Print every line of the data below word for word. Leave the pictures out.

>> START

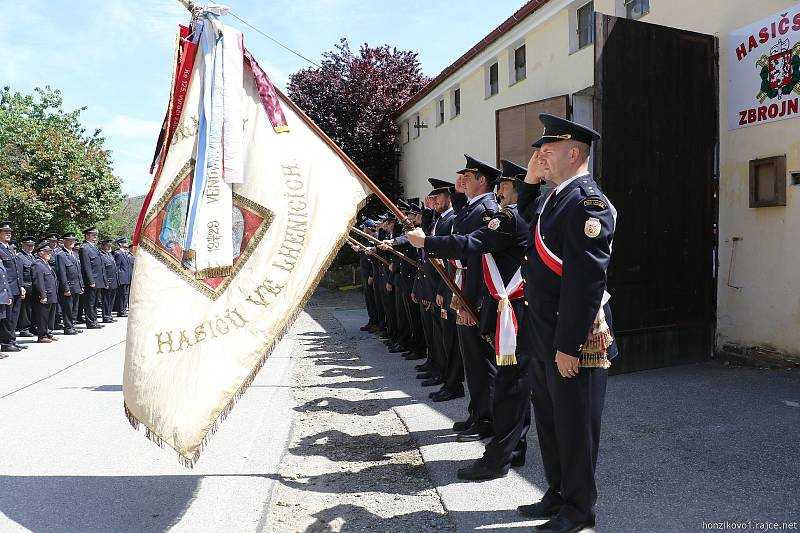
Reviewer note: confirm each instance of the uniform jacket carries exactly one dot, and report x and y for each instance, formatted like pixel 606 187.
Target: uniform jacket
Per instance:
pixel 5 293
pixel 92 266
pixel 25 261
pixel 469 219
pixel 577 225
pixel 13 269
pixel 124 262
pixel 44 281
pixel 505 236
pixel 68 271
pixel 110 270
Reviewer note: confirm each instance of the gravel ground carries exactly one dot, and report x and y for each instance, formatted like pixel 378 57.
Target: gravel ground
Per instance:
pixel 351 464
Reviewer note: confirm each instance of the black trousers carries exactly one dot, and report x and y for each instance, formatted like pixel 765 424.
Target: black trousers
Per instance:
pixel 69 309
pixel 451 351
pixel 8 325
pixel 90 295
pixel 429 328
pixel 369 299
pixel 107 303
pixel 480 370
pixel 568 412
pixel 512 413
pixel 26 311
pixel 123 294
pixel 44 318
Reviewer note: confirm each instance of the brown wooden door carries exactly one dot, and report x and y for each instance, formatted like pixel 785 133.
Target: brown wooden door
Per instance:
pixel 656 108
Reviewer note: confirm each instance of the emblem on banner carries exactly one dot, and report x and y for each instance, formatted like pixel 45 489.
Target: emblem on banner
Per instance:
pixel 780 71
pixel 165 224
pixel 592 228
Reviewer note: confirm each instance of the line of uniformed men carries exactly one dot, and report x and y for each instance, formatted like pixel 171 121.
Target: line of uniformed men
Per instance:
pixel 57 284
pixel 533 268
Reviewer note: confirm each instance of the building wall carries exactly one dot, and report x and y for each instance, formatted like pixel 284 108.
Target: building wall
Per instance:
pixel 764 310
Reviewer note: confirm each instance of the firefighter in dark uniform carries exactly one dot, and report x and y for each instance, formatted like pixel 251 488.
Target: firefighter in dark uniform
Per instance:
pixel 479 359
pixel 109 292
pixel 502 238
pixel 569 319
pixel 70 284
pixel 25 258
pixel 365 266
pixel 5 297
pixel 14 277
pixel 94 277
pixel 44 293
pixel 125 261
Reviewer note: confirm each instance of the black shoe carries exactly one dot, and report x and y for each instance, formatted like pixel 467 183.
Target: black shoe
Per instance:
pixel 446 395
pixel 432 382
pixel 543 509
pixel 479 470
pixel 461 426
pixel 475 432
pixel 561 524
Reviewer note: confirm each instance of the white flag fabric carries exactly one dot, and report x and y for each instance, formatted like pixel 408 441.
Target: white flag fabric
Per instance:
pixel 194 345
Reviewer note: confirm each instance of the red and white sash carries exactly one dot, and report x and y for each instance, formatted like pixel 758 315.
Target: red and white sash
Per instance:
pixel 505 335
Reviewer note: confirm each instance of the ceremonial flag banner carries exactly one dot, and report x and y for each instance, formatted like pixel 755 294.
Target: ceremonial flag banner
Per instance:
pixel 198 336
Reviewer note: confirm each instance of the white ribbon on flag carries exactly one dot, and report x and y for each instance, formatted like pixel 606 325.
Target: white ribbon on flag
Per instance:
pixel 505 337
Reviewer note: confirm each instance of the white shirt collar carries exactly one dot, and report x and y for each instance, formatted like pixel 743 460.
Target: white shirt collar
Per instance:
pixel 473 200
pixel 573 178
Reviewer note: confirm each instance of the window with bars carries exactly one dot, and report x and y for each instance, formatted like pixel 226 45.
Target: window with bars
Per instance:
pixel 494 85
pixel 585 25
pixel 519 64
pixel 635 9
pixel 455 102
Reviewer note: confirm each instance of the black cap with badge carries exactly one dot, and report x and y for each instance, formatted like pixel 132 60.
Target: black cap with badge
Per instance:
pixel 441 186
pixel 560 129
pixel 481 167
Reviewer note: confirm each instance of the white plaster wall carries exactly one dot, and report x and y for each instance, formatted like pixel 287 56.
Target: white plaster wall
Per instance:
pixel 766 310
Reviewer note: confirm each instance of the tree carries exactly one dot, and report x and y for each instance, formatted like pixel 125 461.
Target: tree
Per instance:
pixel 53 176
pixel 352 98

>> END

*SOLUTION TO THE EXERCISE:*
Reviewer note: confirm each instance of the uniform jacket carries exactly one dot, and report x and y for each instance, formatted like pixel 606 187.
Target: uniform jacket
Per instance:
pixel 5 293
pixel 92 266
pixel 25 261
pixel 469 219
pixel 577 225
pixel 13 269
pixel 124 262
pixel 44 281
pixel 505 236
pixel 68 271
pixel 110 270
Reviewer note: confirm each instance of the gravel ground carries exactly one dot, and report x and y for each instance, formatted like pixel 378 57.
Target: gravel ground
Per instance:
pixel 351 464
Reviewer note: confirm each instance of the black trousers carries exactly one dot, and report x and y for each instance, formatted like pixel 765 424.
Target: black trousers
Per instance:
pixel 69 309
pixel 451 351
pixel 8 325
pixel 90 295
pixel 429 328
pixel 369 299
pixel 107 303
pixel 480 370
pixel 568 412
pixel 512 413
pixel 26 311
pixel 123 294
pixel 44 318
Reviewer note: confirm each instance of the brown wooden door carries exactly one dot, and report x and y for each instance, formatted like pixel 785 133.
Target: brown wooden door
Per instance:
pixel 656 108
Reviewer note: confirm each instance of the emblem on banner carries exactly one dot, and report x and y for each instance, formatted like pixel 45 489.
Target: emblem on banner
Per instance:
pixel 780 71
pixel 165 224
pixel 592 228
Reviewer note: confirm each instance of the line of uniformed men carries exactly one dot, and report x and y for each instance, formatted like pixel 171 121.
Target: line of uniformed men
Per instance:
pixel 57 284
pixel 533 268
Reviewer note: confirm each instance of the building wall carries exactly one dot, and report x and y for each instance, formatted like pixel 284 108.
Target: building wall
Per instance:
pixel 764 310
Reviewer note: confirm each instance of the firefighter in dark uniform carries exactly one dot, and report x and y for each instance, formatted like pixel 251 488.
Target: firefighter in dark uniform
Per instance:
pixel 479 359
pixel 109 292
pixel 502 238
pixel 569 319
pixel 70 284
pixel 25 258
pixel 365 266
pixel 5 297
pixel 14 277
pixel 94 277
pixel 44 293
pixel 125 261
Reviewer note: confirm each instance of the black shoe carries exactly one dot, and report x and y for each instance, formatted like pixel 467 183.
Target: black shoe
Per instance:
pixel 446 395
pixel 432 382
pixel 543 509
pixel 479 470
pixel 461 426
pixel 475 432
pixel 561 524
Reviewer note: confirm each instance of the white flag fabric carries exactly one dot, and report x and y for each instance, formatted like pixel 408 441.
Target: white flag fabric
Per instance:
pixel 194 345
Reviewer note: confirm each instance of the red and white sash carries exactly one dot, and report x and y for each instance, formatted like pixel 758 315.
Target: red and white sash
Per instance:
pixel 505 335
Reviewer note: confirm each instance of the ceremonial flag banner carries exactly one dot, and report x and y for each instance, formatted like pixel 755 294.
Target: ceremonial flag banner
Per instance:
pixel 198 336
Reviewer note: confirm each instance of the white ribbon on flag carries exactly one dot, and report x and y for each instance, formatted like pixel 606 325.
Target: white ribbon on flag
Per instance:
pixel 505 337
Reviewer note: confirm each instance of the white shirt collar carries exactly one dot, and report x and y for each instance, formatted like pixel 743 460.
Target: white shirt collar
Per instance:
pixel 473 200
pixel 573 178
Reviewer note: confirm each instance of the window with bars carries exactly one dot, and report x and y for each instance, formatted like pixel 226 45.
Target: window with bars
Per instance:
pixel 494 85
pixel 585 25
pixel 519 64
pixel 635 9
pixel 455 102
Reviewer note: confirm each instance of the black cap with badge carries exactly one dot, and report x and y for each instance, formatted like pixel 132 60.
Target: black cap with badge
Per instance:
pixel 441 186
pixel 560 129
pixel 481 167
Reviewer note: confirm each instance of the white plaster wall carries exactly one dot, and report x and y for each instance, formatted like pixel 287 56.
Target: white plaster wall
Per instance:
pixel 766 310
Reviewer note: confirm each instance of the tree carries exactly one dot, and report x and y for each instance, formatted like pixel 125 461.
Target: tree
Per instance:
pixel 53 176
pixel 352 98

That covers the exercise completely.